下の抜粋本文の内容と、次の記述(a)〜(c)が合っているかを、それぞれ「はい」か「いいえ」で答えてください。各判断の決め手となった抜粋本文の語句も、そのまま引用すること。
(a) コーヒーが最初に広く飲まれるようになったのはイタリアである。
(b) アルカラウィン大学兼モスクは現在も運営されている。
(c) イブン・ハイサムは、目から光が放たれるという説を支持した。

抜粋本文
*-*-*
現代世界に生きるイスラムの発明10選

外科手術も起源はイスラムに?

2015.09.20 Sun posted at 17:30 JST

ロンドン(CNN) コーヒー発祥の地といえばイタリアがよく想起されるが、実際に広く飲まれるようになったのはイエメンが最初だ。今日の世界を形成するものの中にはイスラム圏で生まれたものが数多く存在する。

「1001 Inventions(原題)」という本では、こうした基礎的な物品やアイデアの起源に着目。1000年におよぶイスラム遺産の「忘れられた」歴史をたたえている。

同書の編者であり、「科学・技術・文明財団」の会長を務めるサリム・ハサニ氏は、「我々の知識には穴があって、ルネサンスから古代ギリシャまでひと飛びにさかのぼってしまう」と指摘する。

以下に挙げるのは、ハサニ氏が紹介するイスラムの発明10選だ。

外科手術

高名な医者ザフラウィは1000年頃、手術法について1500ページにおよぶ挿絵入りの事典を出版。その後500年にわたり、欧州で医学書として使われた。傷口を縫合する際、猫の内臓から作った糸を使うことを考案。以前は縫合後に糸を取り除く手術も必要だったが、その施術では糸が自然と消えた。また、初めて帝王切開を実施したり、鉗子(かんし)を作るなどしたとされる。

コーヒー

コーヒーは9世紀頃、イエメンで飲み始められた。当初は神秘主義スーフィズムの信奉者が深夜まで起きて礼拝するために使用した。後にカイロに伝えられると、すぐにイスラム帝国で流行。だが欧州に伝来するのは、ベネチア商人によってイタリアに持ち込まれた16世紀まで待たねばならない。

飛行装置の製造を試みた最初の人は・・・

飛行装置

飛行装置を製造して飛ぶことを試みたのは、9世紀のアッバース・イブン・フィルナスが最初だという。鳥の着ぐるみのような翼のついた器具を考案した。スペインのコルドバで行われた飛行実験が有名で、わずかの間上方に向かったものの、すぐに地面に落ちて背骨を部分的に骨折した。このデザインが数百年後のレオナルド・ダ・ビンチの空への情熱に引き継がれている。

大学

859年、若きプリンセスのファーティマ・フィリが、モロッコ北部のフェズに学位授与を行う大学を初めて設立した。きょうだいのマリアムが隣に建立したモスクと合わせ、アルカラウィン大学兼モスクに発展。1200年後の現在も運営されている。

代数

代数という言葉は9世紀ペルシャの数学者、フワーリズミーの著書の題名に由来する。この新たな代数学は、古代ギリシャやインドの体系に基づき、有理数と無理数、幾何学的な量を統合するものだった。

光学

イブン・ハイサムは1000年頃、物体が反射する光が目に入ってくることでその物体が見えることを証明。目そのものから光が放たれるとするユークリッドやプトレマイオスの説を否定した。
*-*-*
データ
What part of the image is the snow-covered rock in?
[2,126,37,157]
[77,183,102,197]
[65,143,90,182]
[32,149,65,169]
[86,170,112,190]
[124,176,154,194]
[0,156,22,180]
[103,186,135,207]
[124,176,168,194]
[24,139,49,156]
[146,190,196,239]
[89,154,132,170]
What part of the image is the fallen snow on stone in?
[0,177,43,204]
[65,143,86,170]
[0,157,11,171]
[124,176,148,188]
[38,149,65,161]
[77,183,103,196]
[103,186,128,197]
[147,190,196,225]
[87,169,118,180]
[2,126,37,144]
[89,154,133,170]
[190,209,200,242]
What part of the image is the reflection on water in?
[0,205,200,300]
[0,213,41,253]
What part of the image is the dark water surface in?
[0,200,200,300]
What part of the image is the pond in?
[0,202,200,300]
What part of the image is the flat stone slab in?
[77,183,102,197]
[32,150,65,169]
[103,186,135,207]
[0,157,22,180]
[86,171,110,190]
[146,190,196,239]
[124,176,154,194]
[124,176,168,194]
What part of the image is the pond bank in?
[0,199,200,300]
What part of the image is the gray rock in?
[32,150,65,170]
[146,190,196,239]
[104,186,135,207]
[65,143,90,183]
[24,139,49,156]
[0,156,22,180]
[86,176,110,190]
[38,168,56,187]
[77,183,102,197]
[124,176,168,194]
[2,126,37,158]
*-*-*
課題の解答
(a) いいえ:「実際に広く飲まれるようになったのはイエメンが最初だ」
(b) はい:「1200年後の現在も運営されている」
(c) いいえ:「目そのものから光が放たれるとするユークリッドやプトレマイオスの説を否定した」